▶ _ELENCO DEI COMPITI_
**A)** Ripeti parola per parola tutto ciò che nel dossier sull'industria verde va da "INDICE RAGIONATO E" giù fino a "dopo crisi finanziaria.".
**B)** Rispondi a queste domande sul dossier sull'industria verde, una risposta per riga con la stessa numerazione:
(i) In che anno è stato fondato il Cer?
(ii) Di quanto sono calate le emissioni di GHG dell'EU 27 tra il 2008 e il 2009 secondo le stime provvisorie dell'Agenzia europea dell'ambiente?
(iii) Dopo quale evento si è registrato il calo di CO2 citato come precedente?
**C)** Scrivi il seguito del dossier sull'industria verde, riprendendo subito dopo la sua ultima frase.

▶ _BRANO SELEZIONATO_
● ● ● ●
Dossier: Lo sviluppo dell’industria verde italiana come volano della crescita: possibilità, prospettive, politiche

Il Cer è un think tank fondato nel 1981 da Giorgio Ruffolo ed altri economisti. Ha di recente pubblicato una ricerca molto corposa e fondamentale sulle reali possibilità di sviluppo della green economy in Italia.

di Emanuele G. - mercoledì 2 novembre 2011 - 3990 letture

INDICE RAGIONATO E PRINCIPALI RISULTATI

Nell’ultimo biennio il quadro energetico-ambientale è profondamente mutato: si è determinata una significativa discontinuità tanto nella dinamica delle principali variabili di riferimento che, soprattutto, nel modo con cui gli investitori privati e i principali policy maker occidentali guardano al settore produttivo “verde”. In sostanza, anche prendendo questa prospettiva, c’è un prima e un dopo crisi finanziaria.

I fattori del cambiamento sono innanzitutto economici. La recessione sopportata dalle grandi economie avanzate ha avuto un impatto significativo sulla domanda di energia e ne ha alterato le prospettive per i prossimi anni: banalmente, se l’economia cresce meno, consuma relativamente meno energia e inquina meno (per un significativo precedente si veda il calo di CO2 che si è registrato dopo il crollo del regime sovietico). A questo si aggiunge che, soprattutto laddove i margini di spreco sono più ampi, le condizioni di difficoltà possono accelerare i processi di contenimento dell’intensità energetica per unità di prodotto. Paradossalmente, dunque, la crisi ha avvicinato i maggiori paesi occidentali - quelli europei in primis – ai propri obiettivi di riduzione di gas serra: secondo le stime provvisorie dell’Agenzia europea dell’ambiente tra il 2008 e il 2009 le emissioni di GHG dell’EU 27 sono calate circa del 7 per cento.
● ● ● ●
▶ _MATERIALE ESTRATTO_
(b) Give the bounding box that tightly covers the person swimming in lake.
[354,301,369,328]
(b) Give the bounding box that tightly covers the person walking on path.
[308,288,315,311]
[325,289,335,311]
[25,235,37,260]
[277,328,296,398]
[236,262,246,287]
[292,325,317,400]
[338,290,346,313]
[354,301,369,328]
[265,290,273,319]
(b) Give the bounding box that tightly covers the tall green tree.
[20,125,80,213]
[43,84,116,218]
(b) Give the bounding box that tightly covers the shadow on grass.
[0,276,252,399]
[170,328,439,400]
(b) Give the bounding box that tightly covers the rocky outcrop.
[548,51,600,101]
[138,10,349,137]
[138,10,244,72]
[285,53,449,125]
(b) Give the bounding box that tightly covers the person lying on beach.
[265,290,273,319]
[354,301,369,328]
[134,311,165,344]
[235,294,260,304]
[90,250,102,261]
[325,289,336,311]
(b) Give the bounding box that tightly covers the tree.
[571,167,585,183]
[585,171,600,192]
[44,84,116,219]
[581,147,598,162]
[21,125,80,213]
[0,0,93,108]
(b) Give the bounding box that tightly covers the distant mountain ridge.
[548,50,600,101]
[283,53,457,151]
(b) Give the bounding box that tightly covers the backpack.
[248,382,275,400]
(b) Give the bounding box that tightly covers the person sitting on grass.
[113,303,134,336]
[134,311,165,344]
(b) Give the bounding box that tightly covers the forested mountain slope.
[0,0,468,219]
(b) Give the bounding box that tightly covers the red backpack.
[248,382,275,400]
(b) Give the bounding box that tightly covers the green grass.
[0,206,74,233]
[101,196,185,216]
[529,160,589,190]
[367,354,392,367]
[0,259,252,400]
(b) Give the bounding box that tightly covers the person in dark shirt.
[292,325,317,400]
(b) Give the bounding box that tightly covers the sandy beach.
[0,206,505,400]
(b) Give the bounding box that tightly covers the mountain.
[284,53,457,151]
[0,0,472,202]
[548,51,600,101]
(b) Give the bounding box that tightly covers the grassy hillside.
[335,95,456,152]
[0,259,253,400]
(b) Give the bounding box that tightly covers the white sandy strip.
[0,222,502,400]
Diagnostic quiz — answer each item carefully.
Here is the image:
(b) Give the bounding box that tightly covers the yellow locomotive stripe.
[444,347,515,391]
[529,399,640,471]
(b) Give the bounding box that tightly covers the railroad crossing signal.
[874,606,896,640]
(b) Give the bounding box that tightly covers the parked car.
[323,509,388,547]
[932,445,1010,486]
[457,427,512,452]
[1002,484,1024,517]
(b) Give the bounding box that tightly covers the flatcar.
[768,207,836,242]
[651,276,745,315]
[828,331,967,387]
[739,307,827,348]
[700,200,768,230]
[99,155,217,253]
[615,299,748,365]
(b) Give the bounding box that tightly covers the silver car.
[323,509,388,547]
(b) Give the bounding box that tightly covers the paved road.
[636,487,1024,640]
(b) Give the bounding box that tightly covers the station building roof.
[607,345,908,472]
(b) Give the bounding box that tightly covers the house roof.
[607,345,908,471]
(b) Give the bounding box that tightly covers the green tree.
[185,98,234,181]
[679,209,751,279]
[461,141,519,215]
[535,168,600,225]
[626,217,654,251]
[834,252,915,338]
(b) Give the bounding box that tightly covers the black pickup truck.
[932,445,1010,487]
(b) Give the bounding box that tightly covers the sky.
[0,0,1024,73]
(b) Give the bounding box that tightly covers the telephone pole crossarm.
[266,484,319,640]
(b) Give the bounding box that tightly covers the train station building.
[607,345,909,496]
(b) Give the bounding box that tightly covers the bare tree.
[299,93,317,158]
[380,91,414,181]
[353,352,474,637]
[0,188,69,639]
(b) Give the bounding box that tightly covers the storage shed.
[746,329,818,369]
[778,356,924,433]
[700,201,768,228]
● ● ● ●
▶ _RISPOSTE AI COMPITI_
**A)**
INDICE RAGIONATO E PRINCIPALI RISULTATI

Nell’ultimo biennio il quadro energetico-ambientale è profondamente mutato: si è determinata una significativa discontinuità tanto nella dinamica delle principali variabili di riferimento che, soprattutto, nel modo con cui gli investitori privati e i principali policy maker occidentali guardano al settore produttivo “verde”. In sostanza, anche prendendo questa prospettiva, c’è un prima e un dopo crisi finanziaria.

**B)**
(i) Nel 1981.
(ii) Circa del 7 per cento.
(iii) Dopo il crollo del regime sovietico.

**C)**
A fronte di questa correzione è cresciuta l’energia pulita. A livello globale, nello stesso 2009, la capacità produttiva complessiva di energia elettrica da rinnovabili è salita del 7 per cento; escludendo il grande idroelettrico si arriva al 20 per cento. Proprio nel corso dell’ultimo difficile biennio, il comparto verde ha dato, infatti, chiara prova di solidità e capacità di attrarre risorse finanziarie. Gli investimenti privati in imprese e tecnologie verdi non hanno registrato una flessione come gran parte degli altri comparti produttivi ma sono aumentati del 35 per cento superando nel 2010 i 220 miliardi di dollari annui, trascinati in particolare dalla rapida espansione del solare e dell’eolico.

Un’indicazione analoga a quella del comparto privato è rintracciabile nelle scelte adottate dalla maggioranza dei Governi con i cosiddetti pacchetti anticrisi varati all’inizio del 2009. La spesa pubblica destinata a sostenere direttamente o indirettamente il processo di riconversione energetica nel quinquennio 2009-2013, sfiora 190 miliardi di dollari (con un picco di 65 miliardi quest’anno) e copre un’ampia gamma di interventi possibili, dalle rinnovabili (incentivi/detassazione), al risparmio energetico, alla ricerca e sviluppo, alle reti e ai trasporti.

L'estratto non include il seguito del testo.